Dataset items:
----------------------------------------

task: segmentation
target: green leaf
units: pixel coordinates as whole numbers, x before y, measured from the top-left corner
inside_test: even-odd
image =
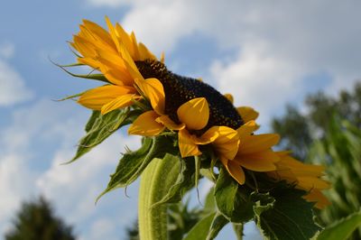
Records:
[[[63,71],[65,71],[66,73],[68,73],[69,75],[72,76],[72,77],[76,77],[76,78],[87,78],[87,79],[93,79],[93,80],[98,80],[98,81],[103,81],[103,82],[106,82],[106,83],[110,83],[108,81],[108,79],[106,79],[106,78],[101,74],[101,73],[94,73],[94,74],[75,74],[72,73],[71,71],[68,70],[65,67],[74,67],[74,66],[78,66],[78,64],[75,65],[68,65],[68,66],[62,66],[62,65],[59,65],[55,62],[52,62],[53,64],[55,64],[56,66],[58,66],[59,68],[60,68]],[[79,65],[79,66],[81,66]]]
[[[351,214],[335,224],[326,227],[319,236],[318,240],[343,240],[347,239],[352,233],[361,226],[361,211]]]
[[[304,193],[282,188],[262,196],[255,207],[255,222],[266,239],[310,239],[319,230],[313,221],[313,203],[302,198]]]
[[[68,162],[69,163],[102,143],[119,127],[132,123],[139,112],[129,111],[128,108],[114,110],[106,115],[100,115],[99,111],[93,111],[86,125],[87,134],[79,143],[77,153]]]
[[[204,204],[204,209],[208,211],[213,211],[216,209],[216,201],[214,197],[214,187],[210,188],[208,193],[206,197],[206,201]]]
[[[216,213],[211,213],[198,222],[188,233],[183,240],[206,239]]]
[[[177,176],[173,185],[169,189],[167,194],[155,205],[162,203],[176,203],[182,199],[184,194],[194,186],[194,162],[189,159],[181,159],[180,156],[172,156],[178,160],[174,164],[174,171],[168,174]]]
[[[250,192],[240,186],[222,168],[215,187],[216,204],[219,211],[233,223],[245,223],[254,217]]]
[[[97,200],[104,194],[118,188],[126,187],[134,181],[153,159],[162,159],[167,153],[173,152],[174,146],[170,136],[159,135],[143,138],[140,149],[123,155],[116,172],[110,176],[106,189],[97,197]],[[168,157],[171,158],[171,156]]]
[[[218,212],[213,218],[207,240],[214,239],[227,223],[228,220],[221,213]]]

----------------------------------------

Repeat the data above exactly, but not the pictures.

- **Written answer**
task: segmentation
target: green leaf
units: pixel coordinates as whole numbers, x before y, measured from the top-left corner
inside_test: even-odd
image =
Records:
[[[63,71],[65,71],[66,73],[68,73],[69,75],[72,76],[72,77],[76,77],[76,78],[87,78],[87,79],[93,79],[93,80],[98,80],[98,81],[103,81],[103,82],[106,82],[106,83],[110,83],[108,81],[108,79],[106,79],[106,78],[101,74],[101,73],[94,73],[94,74],[75,74],[72,73],[71,71],[68,70],[65,67],[74,67],[74,66],[78,66],[78,64],[75,65],[68,65],[68,66],[62,66],[62,65],[59,65],[55,62],[52,62],[53,64],[55,64],[56,66],[58,66],[59,68],[60,68]],[[79,65],[79,66],[81,66]]]
[[[351,214],[335,224],[326,227],[319,236],[318,240],[343,240],[347,239],[352,233],[361,226],[361,211]]]
[[[304,193],[282,188],[262,196],[255,207],[255,222],[266,239],[310,239],[319,230],[313,221],[313,203],[302,198]]]
[[[68,162],[69,163],[102,143],[119,127],[132,123],[139,112],[129,111],[128,108],[114,110],[106,115],[100,115],[99,111],[93,111],[86,125],[87,134],[79,143],[77,153]]]
[[[204,204],[204,209],[208,211],[213,211],[216,209],[216,201],[214,197],[214,187],[210,188],[208,193],[206,197],[206,201]]]
[[[216,213],[211,213],[198,222],[188,233],[183,240],[206,239]]]
[[[177,176],[173,185],[169,189],[167,194],[155,205],[162,203],[176,203],[182,199],[184,194],[194,186],[194,162],[189,159],[181,159],[180,156],[172,156],[178,160],[174,164],[174,171],[168,174]]]
[[[250,192],[240,186],[222,168],[215,187],[216,204],[219,211],[233,223],[245,223],[254,217]]]
[[[97,200],[104,194],[118,188],[126,187],[134,181],[153,159],[162,159],[167,153],[173,152],[174,146],[170,136],[159,135],[143,138],[140,149],[123,155],[116,172],[110,176],[106,189],[97,197]],[[168,157],[171,158],[171,156]]]
[[[218,212],[213,218],[207,240],[214,239],[227,223],[228,220],[221,213]]]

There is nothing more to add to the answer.